Final Analysis - Catherine Crier [136]
Friday’s court session adjourned when the prosecutor announced that he had no further questions.
Chapter Twenty-seven
NO MURDER AT ALL
The following Monday, court resumed with Susan’s redirect examination of Eli. She would keep her son on the stand until Thursday afternoon when Judge Brady announced she had heard enough and halted the questioning. During those four days, Susan trotted out numerous e-mails that her sons exchanged after their father’s death and instructed Eli to read them aloud. “I hope you do join the team and then I can see you soon,” Gabe wrote to Eli in January of 2004.
“I’m disappointed in you,” Gabe wrote in another correspondence. “Get your shit together. You’re siding with a person who murdered our dad.”
Gabriel was not the only brother sending e-mails to Eli. In January 2005, Adam sent one saying he would entertain his mother’s request to write a letter to the court, pronouncing, “I don’t believe my mother killed my father in cold blood, but in self-defense.”
In response to questions from Susan, Eli maintained that his elder brother had threatened to disinherit him if he did not join the wrongful death civil suit that Adam and Gabe filed against their mother.

◆ **RECORDS SUPPLIED**:
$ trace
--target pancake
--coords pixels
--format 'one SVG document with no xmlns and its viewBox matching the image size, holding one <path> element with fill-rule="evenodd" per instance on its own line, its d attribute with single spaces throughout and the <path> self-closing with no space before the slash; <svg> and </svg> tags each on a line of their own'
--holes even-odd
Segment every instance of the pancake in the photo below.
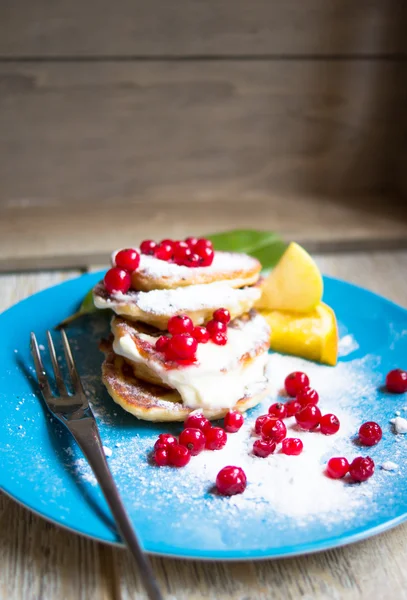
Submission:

◆ **LIST OF TASKS**:
1 > Print the trial excerpt in full, unchanged.
2 > Give back every line of the records verbatim, leaving out the picture.

◆ **ANSWERS IN ORDER**:
1 >
Final Analysis - Catherine Crier [136]
Friday’s court session adjourned when the prosecutor announced that he had no further questions.
Chapter Twenty-seven
NO MURDER AT ALL
The following Monday, court resumed with Susan’s redirect examination of Eli. She would keep her son on the stand until Thursday afternoon when Judge Brady announced she had heard enough and halted the questioning. During those four days, Susan trotted out numerous e-mails that her sons exchanged after their father’s death and instructed Eli to read them aloud. “I hope you do join the team and then I can see you soon,” Gabe wrote to Eli in January of 2004.
“I’m disappointed in you,” Gabe wrote in another correspondence. “Get your shit together. You’re siding with a person who murdered our dad.”
Gabriel was not the only brother sending e-mails to Eli. In January 2005, Adam sent one saying he would entertain his mother’s request to write a letter to the court, pronouncing, “I don’t believe my mother killed my father in cold blood, but in self-defense.”
In response to questions from Susan, Eli maintained that his elder brother had threatened to disinherit him if he did not join the wrongful death civil suit that Adam and Gabe filed against their mother.

2 >
$ trace
--target pancake
--coords pixels
--format 'one SVG document with no xmlns and its viewBox matching the image size, holding one <path> element with fill-rule="evenodd" per instance on its own line, its d attribute with single spaces throughout and the <path> self-closing with no space before the slash; <svg> and </svg> tags each on a line of their own'
--holes even-odd
Segment every instance of the pancake in the photo below.
Submission:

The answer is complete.